Paper: Extracting Robust Models with Uncertain Examples

Authors: Guanlin Li, Guowen Xu, Shangwei Guo, Han Qiu, Jiwei Li, Tianwei Zhang

Venue: ICLR 2023

URL: Extracting Robust Models with Uncertain Examples

Introduction


With the growing awareness that DNNs are vulnerable to adversarial attacks, there has been an increasing trend of deploying robust models that are resilient to adversarial attacks. However, how to extract such robust models has not been previously studied. Therefore, this paper proposes a new attack technique called robustness extraction.

First, it points out that existing attacks fail to simultaneously extract both accuracy and robustness, or cause robust overfitting. It then proposes a new model extraction attack called Boundary Entropy Searching Thief (BEST) for extracting both accuracy and robustness under limited attack budgets.

BEST generates uncertain examples (UEs) for querying the original model. These samples have uniform confidence scores across multiple classes, allowing them to perfectly balance model accuracy and robustness.

Through experiments, this study demonstrates that BEST outperforms existing attack methods across various settings. It also reveals that BEST can circumvent existing extraction defense techniques.

Main Content


Threat Model

  • Victim model \(M_V\): Built through adversarial training, it is robust against adversarial examples (AE). It returns either logits vectors or hard labels.

  • Attacker \(A\): Creates a substitute model based on the victim model’s outputs. The attacker does not know the victim model’s architecture, training algorithm, or hyperparameters. The attacker does not even know whether the victim model has undergone adversarial training. The attacker only needs to collect data samples \(D_A\) from the same domain as the victim model, and this data does not need to follow the same distribution as the victim model’s training set. The attacker must consider the reduction of two attack budgets:

    • \(B_Q\): The query budget is defined as the number of queries the attacker sends to the victim model.

    • \(B_S\): The synthesis budget is defined as the computational cost of generating each query sample.

    The attacker may use publicly available pre-trained models to reduce attack costs. The pre-trained model’s training set may be completely different from the victim model’s training set.

  • Substitute model \(M_A\): The model created by the attacker, which should have prediction performance similar to the victim model on both natural samples and adversarial examples.

Existing Attack Strategies and Limitations

Various attack strategies have been proposed to extract models with high accuracy and fidelity, and these can be classified into two categories.

Extraction with Clean Samples

The attacker samples query data from public datasets and trains a substitute model based on that data and the victim model’s predictions. The initial study Tramer used this strategy, and this paper refers to this attack as Vanilla.

Approaches combining active learning have also been proposed. In these approaches, the attacker constructs a large dataset of diverse natural images and actively selects optimal samples for the extraction attack. Representative examples include Knockoff Nets and ActiveThief.

#####

> [Work to complete]
(1) In the robustness extraction summary, what does the query budget measure?
(2) Continue the robustness extraction summary, starting after its last sentence.

Dataset entries
#####

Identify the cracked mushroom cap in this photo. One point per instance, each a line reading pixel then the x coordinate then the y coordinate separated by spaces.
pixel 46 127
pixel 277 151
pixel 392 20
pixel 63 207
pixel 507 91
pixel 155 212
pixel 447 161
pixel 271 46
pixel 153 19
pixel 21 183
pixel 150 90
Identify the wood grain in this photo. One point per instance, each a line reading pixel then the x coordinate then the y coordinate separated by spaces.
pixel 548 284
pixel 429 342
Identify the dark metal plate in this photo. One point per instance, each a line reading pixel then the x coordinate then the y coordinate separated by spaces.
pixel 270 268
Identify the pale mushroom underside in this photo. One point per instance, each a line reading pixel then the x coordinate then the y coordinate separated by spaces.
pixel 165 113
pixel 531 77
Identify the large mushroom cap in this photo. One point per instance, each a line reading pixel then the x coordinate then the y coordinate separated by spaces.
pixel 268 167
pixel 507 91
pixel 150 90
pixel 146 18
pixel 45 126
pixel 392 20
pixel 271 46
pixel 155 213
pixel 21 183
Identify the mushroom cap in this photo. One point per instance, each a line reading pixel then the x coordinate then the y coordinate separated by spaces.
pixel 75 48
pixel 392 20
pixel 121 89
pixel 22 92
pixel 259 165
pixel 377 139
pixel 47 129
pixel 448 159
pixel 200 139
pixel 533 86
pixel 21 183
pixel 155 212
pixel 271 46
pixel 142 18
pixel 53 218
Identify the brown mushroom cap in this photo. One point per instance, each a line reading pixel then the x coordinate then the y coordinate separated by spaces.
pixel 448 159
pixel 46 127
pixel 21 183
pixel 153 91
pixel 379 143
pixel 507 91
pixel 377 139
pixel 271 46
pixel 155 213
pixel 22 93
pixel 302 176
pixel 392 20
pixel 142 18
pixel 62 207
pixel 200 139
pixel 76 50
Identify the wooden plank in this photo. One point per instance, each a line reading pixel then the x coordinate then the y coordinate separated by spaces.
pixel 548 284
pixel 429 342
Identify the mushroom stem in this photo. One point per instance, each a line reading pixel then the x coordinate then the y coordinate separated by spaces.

#####

> [Solved problems]
(1) The number of queries the attacker sends to the victim model.

(2)
Extraction with Adversarial Examples

The attacker generates adversarial examples (AE) using the substitute model to identify the victim model’s classification boundaries and uses them as query samples. A representative example is CloudLeak.

Some attacks also combine active learning to iteratively generate AEs. For example, JBDA generates AEs using FGSM and iteratively improves the substitute model based on the victim model’s predictions.

The above attack strategies may be effective for accuracy or fidelity extraction, but are ineffective for robustness extraction for the following reasons.

First, the substitute model cannot be trained to be robust using only clean samples. Therefore, strategies using clean samples cannot extract the victim model’s robustness.

Second, training the substitute model with AEs may decrease accuracy on natural samples. Additionally, it can easily overfit to training AEs, reducing robustness against test AEs.

To demonstrate this, the paper conducts the following experiment.

Extraction performance by substitute model training method

The above experiment compares extraction performance based on the substitute model’s training method, using CA and RA as performance evaluation metrics.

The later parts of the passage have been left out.